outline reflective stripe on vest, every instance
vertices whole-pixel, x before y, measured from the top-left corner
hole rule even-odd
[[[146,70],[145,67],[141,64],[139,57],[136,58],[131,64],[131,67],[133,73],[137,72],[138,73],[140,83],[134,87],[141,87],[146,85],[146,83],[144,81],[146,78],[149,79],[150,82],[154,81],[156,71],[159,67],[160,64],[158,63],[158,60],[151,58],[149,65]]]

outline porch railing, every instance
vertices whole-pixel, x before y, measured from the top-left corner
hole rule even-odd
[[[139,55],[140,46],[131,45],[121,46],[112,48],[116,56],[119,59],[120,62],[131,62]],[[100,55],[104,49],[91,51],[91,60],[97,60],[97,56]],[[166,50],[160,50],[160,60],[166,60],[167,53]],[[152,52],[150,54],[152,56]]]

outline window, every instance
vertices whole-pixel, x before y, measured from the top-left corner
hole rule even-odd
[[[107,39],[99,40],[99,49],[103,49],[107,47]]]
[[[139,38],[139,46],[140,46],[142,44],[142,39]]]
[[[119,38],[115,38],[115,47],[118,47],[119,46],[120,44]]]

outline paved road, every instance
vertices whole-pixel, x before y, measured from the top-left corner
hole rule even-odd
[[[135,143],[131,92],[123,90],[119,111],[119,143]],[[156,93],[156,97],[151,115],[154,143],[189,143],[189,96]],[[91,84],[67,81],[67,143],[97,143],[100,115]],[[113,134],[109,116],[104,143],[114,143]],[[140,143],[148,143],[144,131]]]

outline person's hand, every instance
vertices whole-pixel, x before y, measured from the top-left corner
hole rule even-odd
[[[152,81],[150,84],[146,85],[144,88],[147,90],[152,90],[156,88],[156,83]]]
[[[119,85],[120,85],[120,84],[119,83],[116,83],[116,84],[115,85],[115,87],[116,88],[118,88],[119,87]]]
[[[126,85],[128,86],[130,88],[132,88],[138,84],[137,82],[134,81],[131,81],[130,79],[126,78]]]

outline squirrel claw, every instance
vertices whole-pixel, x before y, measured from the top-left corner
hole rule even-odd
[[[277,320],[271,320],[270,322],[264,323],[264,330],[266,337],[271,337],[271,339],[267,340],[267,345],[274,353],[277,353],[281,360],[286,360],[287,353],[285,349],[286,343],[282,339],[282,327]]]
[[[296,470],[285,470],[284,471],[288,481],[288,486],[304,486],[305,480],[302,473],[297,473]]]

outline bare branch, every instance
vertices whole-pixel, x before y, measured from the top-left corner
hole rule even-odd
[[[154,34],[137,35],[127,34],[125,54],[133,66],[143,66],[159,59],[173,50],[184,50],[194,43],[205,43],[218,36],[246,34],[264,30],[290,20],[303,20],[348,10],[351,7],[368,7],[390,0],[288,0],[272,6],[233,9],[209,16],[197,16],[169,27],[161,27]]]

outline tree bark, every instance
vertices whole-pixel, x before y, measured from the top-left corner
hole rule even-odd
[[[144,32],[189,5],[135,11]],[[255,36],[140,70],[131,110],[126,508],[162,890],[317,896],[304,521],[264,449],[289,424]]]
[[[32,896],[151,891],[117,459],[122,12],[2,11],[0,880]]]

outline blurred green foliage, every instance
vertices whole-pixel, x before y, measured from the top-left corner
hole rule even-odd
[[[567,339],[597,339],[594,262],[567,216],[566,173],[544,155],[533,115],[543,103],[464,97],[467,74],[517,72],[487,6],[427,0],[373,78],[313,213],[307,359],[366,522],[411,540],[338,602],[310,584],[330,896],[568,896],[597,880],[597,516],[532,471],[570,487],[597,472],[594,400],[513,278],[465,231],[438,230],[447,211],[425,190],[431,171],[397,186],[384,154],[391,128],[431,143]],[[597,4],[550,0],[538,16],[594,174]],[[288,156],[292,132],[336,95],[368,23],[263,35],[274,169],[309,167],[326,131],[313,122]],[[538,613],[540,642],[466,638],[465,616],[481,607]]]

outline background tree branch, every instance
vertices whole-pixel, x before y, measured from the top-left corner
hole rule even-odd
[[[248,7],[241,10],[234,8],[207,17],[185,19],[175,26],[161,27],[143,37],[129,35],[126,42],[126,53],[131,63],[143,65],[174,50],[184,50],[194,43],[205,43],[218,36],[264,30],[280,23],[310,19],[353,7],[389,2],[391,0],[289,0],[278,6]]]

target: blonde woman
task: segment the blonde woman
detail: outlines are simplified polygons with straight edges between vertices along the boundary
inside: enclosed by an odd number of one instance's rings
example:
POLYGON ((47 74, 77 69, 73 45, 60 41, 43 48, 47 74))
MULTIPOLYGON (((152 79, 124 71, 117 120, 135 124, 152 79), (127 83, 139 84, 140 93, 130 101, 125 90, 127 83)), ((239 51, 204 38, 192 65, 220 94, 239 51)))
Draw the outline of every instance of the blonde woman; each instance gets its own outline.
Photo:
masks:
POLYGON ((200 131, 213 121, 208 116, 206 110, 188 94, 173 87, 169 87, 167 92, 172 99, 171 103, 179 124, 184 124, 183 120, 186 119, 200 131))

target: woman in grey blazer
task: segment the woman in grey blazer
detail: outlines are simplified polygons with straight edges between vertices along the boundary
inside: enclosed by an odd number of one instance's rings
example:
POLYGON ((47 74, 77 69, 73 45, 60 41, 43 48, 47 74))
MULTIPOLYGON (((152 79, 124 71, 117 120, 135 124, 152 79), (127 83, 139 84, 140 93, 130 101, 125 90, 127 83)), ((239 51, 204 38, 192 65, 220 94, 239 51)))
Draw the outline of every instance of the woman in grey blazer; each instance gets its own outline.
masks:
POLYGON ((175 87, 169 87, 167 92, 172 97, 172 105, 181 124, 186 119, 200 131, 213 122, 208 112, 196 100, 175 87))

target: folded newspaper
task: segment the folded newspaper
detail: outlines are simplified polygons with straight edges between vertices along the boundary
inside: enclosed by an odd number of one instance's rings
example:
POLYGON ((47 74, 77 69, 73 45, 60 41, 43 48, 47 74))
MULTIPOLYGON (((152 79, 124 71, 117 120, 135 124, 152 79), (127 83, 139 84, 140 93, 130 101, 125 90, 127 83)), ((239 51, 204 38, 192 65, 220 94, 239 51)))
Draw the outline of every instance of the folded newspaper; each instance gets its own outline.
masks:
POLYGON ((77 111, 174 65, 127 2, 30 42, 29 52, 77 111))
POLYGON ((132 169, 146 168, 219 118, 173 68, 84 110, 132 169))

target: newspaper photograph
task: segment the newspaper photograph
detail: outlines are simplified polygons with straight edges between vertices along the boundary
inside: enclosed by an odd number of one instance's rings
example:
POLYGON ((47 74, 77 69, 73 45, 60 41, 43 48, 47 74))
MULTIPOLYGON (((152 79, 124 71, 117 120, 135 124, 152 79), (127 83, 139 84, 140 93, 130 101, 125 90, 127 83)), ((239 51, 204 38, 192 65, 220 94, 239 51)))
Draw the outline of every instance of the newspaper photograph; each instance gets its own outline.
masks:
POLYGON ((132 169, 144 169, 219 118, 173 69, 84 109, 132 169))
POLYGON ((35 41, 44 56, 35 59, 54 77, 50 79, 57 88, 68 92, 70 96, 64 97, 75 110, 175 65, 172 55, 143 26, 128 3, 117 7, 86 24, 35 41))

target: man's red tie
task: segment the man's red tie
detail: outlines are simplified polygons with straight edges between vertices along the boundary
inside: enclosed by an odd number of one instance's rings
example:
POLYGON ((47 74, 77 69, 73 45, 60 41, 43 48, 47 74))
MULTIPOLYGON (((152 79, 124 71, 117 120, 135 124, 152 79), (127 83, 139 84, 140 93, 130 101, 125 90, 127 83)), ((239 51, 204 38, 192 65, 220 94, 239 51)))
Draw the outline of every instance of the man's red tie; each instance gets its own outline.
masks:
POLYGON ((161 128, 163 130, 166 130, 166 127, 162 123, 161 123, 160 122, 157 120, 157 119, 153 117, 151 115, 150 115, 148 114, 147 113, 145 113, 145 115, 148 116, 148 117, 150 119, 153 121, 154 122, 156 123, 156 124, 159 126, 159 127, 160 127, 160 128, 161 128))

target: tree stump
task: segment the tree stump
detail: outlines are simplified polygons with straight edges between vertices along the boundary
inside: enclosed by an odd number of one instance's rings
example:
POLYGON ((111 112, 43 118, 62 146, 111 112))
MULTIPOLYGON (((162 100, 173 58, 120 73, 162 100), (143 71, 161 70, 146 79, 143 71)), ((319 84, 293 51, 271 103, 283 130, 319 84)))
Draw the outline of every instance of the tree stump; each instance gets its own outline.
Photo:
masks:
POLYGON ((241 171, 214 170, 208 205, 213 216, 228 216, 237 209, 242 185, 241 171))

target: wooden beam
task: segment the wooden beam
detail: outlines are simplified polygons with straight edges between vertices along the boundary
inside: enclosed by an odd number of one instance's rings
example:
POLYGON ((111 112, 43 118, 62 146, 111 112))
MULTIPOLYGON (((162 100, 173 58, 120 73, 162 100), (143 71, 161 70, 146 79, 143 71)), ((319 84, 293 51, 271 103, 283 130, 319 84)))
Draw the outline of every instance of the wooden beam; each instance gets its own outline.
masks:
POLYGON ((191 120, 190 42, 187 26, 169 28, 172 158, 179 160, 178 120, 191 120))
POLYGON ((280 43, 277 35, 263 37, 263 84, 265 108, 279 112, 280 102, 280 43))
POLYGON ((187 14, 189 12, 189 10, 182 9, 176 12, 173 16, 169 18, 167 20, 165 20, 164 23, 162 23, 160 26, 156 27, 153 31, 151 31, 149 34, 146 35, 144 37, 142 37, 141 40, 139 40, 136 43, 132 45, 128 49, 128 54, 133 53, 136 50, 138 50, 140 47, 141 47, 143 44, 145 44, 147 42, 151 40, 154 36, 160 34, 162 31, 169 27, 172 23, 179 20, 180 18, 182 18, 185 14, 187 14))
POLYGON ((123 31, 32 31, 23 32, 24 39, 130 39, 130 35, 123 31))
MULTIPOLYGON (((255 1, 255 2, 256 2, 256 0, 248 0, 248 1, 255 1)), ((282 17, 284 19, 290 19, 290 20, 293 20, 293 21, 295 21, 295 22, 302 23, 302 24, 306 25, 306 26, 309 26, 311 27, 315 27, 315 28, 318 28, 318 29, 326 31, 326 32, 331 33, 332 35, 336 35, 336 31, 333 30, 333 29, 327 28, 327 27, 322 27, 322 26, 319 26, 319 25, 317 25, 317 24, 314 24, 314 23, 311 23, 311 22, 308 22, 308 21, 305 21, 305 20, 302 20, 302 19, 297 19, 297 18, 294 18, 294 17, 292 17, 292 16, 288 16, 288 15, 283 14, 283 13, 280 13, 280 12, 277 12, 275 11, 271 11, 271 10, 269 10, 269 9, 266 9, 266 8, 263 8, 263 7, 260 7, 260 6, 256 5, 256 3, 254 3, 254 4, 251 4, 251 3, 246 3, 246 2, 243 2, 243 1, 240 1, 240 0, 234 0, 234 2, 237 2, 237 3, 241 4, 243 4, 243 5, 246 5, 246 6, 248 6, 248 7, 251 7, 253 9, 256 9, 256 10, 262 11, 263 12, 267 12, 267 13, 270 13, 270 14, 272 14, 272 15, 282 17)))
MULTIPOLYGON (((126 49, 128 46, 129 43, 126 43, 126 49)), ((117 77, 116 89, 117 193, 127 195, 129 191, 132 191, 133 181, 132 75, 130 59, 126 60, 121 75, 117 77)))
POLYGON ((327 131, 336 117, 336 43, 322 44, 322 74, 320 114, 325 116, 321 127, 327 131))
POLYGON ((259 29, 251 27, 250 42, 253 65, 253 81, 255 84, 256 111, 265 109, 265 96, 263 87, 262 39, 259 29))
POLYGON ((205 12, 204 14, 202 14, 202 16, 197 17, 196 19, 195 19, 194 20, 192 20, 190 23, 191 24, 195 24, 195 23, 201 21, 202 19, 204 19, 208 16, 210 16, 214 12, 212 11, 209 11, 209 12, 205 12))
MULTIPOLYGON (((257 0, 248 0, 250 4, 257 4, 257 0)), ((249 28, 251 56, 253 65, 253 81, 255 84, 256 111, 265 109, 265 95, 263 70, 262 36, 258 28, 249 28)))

::::::

# [Instructions for the task]
Put the stretch of entries from the line containing "outline window, every instance" through the line containing "[[[139,38],[139,46],[140,46],[142,44],[142,39]]]" into a JSON list of strings, one string per line, leaving out blank lines.

# [Output for this exercise]
[
  "outline window, every instance",
  "vertices whole-pixel, x before y, measured from the top-left corner",
  "hole rule even-odd",
  "[[[107,39],[99,40],[99,49],[103,49],[107,47]]]",
  "[[[139,38],[139,46],[140,46],[142,44],[142,39]]]"
]